> _What is asked_
Render every line of the material below as a Markdown table with the columns "No." and "Line," numbering the rows in order and omitting any blank lines.

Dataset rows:
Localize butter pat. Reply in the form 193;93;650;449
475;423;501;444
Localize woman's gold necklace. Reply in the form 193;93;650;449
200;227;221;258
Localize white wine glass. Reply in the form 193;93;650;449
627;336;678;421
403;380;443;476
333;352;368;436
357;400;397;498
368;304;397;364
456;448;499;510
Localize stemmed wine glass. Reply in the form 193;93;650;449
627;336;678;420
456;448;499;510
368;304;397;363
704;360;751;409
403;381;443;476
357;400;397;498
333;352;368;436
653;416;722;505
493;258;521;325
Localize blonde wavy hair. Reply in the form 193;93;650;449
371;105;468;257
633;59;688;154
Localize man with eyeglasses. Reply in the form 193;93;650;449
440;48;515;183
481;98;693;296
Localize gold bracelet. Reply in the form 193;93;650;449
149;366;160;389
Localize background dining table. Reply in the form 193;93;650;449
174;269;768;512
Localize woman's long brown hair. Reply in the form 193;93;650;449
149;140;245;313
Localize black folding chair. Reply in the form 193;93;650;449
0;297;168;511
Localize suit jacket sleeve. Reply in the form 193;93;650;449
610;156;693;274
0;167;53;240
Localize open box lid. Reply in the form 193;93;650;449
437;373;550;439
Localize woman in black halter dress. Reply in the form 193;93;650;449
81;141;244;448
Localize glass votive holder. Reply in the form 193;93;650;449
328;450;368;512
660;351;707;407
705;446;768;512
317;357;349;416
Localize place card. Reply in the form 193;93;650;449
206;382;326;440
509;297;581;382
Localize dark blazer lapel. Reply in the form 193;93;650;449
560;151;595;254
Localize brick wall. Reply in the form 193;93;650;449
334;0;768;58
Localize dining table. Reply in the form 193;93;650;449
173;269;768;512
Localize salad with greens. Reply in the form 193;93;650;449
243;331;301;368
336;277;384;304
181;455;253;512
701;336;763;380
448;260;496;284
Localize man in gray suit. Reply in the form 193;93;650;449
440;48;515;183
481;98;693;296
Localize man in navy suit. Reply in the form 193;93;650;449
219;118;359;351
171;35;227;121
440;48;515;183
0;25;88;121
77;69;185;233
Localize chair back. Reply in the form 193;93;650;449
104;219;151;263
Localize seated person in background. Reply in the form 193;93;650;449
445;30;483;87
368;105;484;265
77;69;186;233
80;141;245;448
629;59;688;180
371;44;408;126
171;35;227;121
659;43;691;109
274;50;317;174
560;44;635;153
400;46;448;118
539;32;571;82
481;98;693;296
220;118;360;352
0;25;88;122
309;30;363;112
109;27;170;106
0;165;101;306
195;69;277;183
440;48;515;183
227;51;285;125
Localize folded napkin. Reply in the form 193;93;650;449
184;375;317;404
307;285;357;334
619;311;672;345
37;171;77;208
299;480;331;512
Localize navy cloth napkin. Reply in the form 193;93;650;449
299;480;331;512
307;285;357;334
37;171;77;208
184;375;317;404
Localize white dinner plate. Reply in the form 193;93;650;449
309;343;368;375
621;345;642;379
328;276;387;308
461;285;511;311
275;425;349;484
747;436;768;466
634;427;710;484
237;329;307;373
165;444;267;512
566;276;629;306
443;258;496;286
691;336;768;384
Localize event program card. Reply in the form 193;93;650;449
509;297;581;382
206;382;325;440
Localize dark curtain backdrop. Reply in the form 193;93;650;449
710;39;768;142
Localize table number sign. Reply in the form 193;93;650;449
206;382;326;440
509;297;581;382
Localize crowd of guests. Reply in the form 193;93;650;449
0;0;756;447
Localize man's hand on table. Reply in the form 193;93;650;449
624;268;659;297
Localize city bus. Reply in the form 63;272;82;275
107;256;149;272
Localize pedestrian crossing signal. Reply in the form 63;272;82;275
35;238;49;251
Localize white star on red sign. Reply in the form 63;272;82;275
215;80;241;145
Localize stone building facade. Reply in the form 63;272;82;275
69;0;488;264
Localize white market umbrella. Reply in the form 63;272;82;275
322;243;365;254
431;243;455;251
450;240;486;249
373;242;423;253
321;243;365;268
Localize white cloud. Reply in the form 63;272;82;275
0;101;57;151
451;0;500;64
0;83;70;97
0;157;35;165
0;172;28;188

> _Task response_
| No. | Line |
|---|---|
| 1 | Localize butter pat. Reply in the form 193;93;650;449 |
| 2 | 475;423;501;444 |
| 3 | Localize woman's gold necklace. Reply in the form 193;93;650;449 |
| 4 | 200;227;221;258 |
| 5 | Localize white wine glass. Reply in the form 193;93;650;449 |
| 6 | 627;336;678;421 |
| 7 | 403;380;443;476 |
| 8 | 333;352;368;436 |
| 9 | 357;400;397;498 |
| 10 | 368;304;397;364 |
| 11 | 456;448;499;510 |
| 12 | Localize stemmed wine glass. Reply in the form 193;93;650;449 |
| 13 | 627;336;678;420 |
| 14 | 456;448;499;510 |
| 15 | 368;304;397;363 |
| 16 | 704;360;751;409 |
| 17 | 403;381;443;476 |
| 18 | 357;400;397;498 |
| 19 | 333;352;368;436 |
| 20 | 653;416;722;505 |
| 21 | 493;258;521;325 |
| 22 | Localize blonde wavy hair. Reply in the form 193;93;650;449 |
| 23 | 371;105;468;257 |
| 24 | 633;59;688;154 |
| 25 | Localize man with eyeglasses. Reply in the form 193;93;650;449 |
| 26 | 440;48;515;183 |
| 27 | 481;98;693;296 |
| 28 | Localize gold bracelet. Reply in the form 193;93;650;449 |
| 29 | 149;366;160;389 |
| 30 | Localize background dining table. Reply in the form 193;93;650;449 |
| 31 | 174;269;768;512 |
| 32 | Localize woman's long brown hair. Reply in the form 193;93;650;449 |
| 33 | 149;140;245;313 |
| 34 | Localize black folding chair. Reply in the form 193;93;650;449 |
| 35 | 0;297;168;511 |
| 36 | Localize suit jacket sleeve. Reply in the form 193;93;650;449 |
| 37 | 610;156;693;274 |
| 38 | 0;167;53;240 |
| 39 | Localize open box lid. Reply in the form 193;93;650;449 |
| 40 | 437;373;550;439 |
| 41 | Localize woman in black halter dress. Reply in the form 193;93;650;449 |
| 42 | 81;141;244;448 |
| 43 | Localize glass votive holder. Reply in the form 193;93;650;449 |
| 44 | 328;450;368;512 |
| 45 | 660;351;707;407 |
| 46 | 705;446;768;512 |
| 47 | 317;357;349;416 |
| 48 | Localize place card. Reply in the form 193;93;650;449 |
| 49 | 206;382;326;440 |
| 50 | 509;297;581;382 |
| 51 | Localize dark blazer lapel. Reply in the form 193;93;650;449 |
| 52 | 560;151;595;254 |
| 53 | Localize brick wall. Reply in the form 193;93;650;449 |
| 54 | 334;0;768;58 |
| 55 | Localize dining table. Reply in the form 193;93;650;449 |
| 56 | 173;269;768;512 |
| 57 | Localize salad with greens. Reply in the form 193;93;650;449 |
| 58 | 243;331;301;368 |
| 59 | 336;277;384;304 |
| 60 | 181;455;253;512 |
| 61 | 701;336;763;380 |
| 62 | 448;260;496;284 |
| 63 | Localize man in gray suit. Reply in the form 193;93;650;449 |
| 64 | 440;48;515;183 |
| 65 | 481;98;693;296 |
| 66 | Localize man in navy suit. Reply in the form 193;93;650;449 |
| 67 | 219;118;359;351 |
| 68 | 171;35;227;121 |
| 69 | 440;48;515;183 |
| 70 | 0;25;88;121 |
| 71 | 77;69;185;233 |
| 72 | Localize chair back. Reply in the form 193;93;650;449 |
| 73 | 104;219;151;263 |
| 74 | Localize seated person in background. Reply in the form 193;93;650;449 |
| 75 | 445;30;483;87 |
| 76 | 368;105;484;265 |
| 77 | 77;69;186;233 |
| 78 | 80;141;245;448 |
| 79 | 629;59;688;180 |
| 80 | 371;44;408;126 |
| 81 | 171;35;227;121 |
| 82 | 659;43;691;109 |
| 83 | 274;50;317;174 |
| 84 | 560;44;635;153 |
| 85 | 400;46;448;118 |
| 86 | 539;32;571;82 |
| 87 | 481;98;693;296 |
| 88 | 220;118;360;352 |
| 89 | 0;25;88;122 |
| 90 | 309;30;363;112 |
| 91 | 109;27;170;106 |
| 92 | 0;165;101;306 |
| 93 | 195;69;277;183 |
| 94 | 440;48;515;183 |
| 95 | 227;51;285;125 |
| 96 | Localize folded napkin. Reply in the form 193;93;650;449 |
| 97 | 184;375;317;404 |
| 98 | 307;285;357;334 |
| 99 | 619;311;672;345 |
| 100 | 37;171;77;208 |
| 101 | 299;480;331;512 |
| 102 | Localize navy cloth napkin. Reply in the form 193;93;650;449 |
| 103 | 299;480;331;512 |
| 104 | 307;285;357;334 |
| 105 | 37;171;77;208 |
| 106 | 184;375;317;404 |
| 107 | Localize white dinner plate. Reply in the form 193;93;650;449 |
| 108 | 309;343;368;375 |
| 109 | 621;345;642;379 |
| 110 | 328;276;387;308 |
| 111 | 461;285;511;311 |
| 112 | 275;425;349;484 |
| 113 | 747;436;768;466 |
| 114 | 634;427;710;484 |
| 115 | 237;329;307;373 |
| 116 | 165;444;267;512 |
| 117 | 566;276;629;306 |
| 118 | 443;258;496;286 |
| 119 | 691;336;768;384 |
| 120 | Localize event program card. Reply in the form 193;93;650;449 |
| 121 | 509;297;581;382 |
| 122 | 206;382;325;440 |
| 123 | Localize dark curtain backdrop. Reply in the form 193;93;650;449 |
| 124 | 710;39;768;142 |
| 125 | Localize table number sign. Reply in the form 193;93;650;449 |
| 126 | 206;382;326;440 |
| 127 | 509;297;581;382 |
| 128 | Localize crowd of guests. Reply in the form 193;93;650;449 |
| 129 | 0;0;756;447 |
| 130 | Localize man's hand on table. Reply in the form 193;93;650;449 |
| 131 | 624;268;659;297 |
| 132 | Localize city bus. Reply in the form 63;272;82;275 |
| 133 | 107;256;149;272 |
| 134 | Localize pedestrian crossing signal. Reply in the form 63;272;82;275 |
| 135 | 35;238;49;251 |
| 136 | Localize white star on red sign. Reply in the form 63;272;82;275 |
| 137 | 215;80;241;145 |
| 138 | Localize stone building facade. Reply in the form 63;272;82;275 |
| 139 | 69;0;488;264 |
| 140 | Localize white market umbrella. Reply in the form 63;272;82;275 |
| 141 | 322;243;365;254 |
| 142 | 431;243;455;251 |
| 143 | 450;240;486;249 |
| 144 | 373;242;423;253 |
| 145 | 321;243;365;268 |
| 146 | Localize white cloud. Reply in the form 63;272;82;275 |
| 147 | 0;101;57;151 |
| 148 | 451;0;500;64 |
| 149 | 0;83;70;97 |
| 150 | 0;157;35;165 |
| 151 | 0;172;28;188 |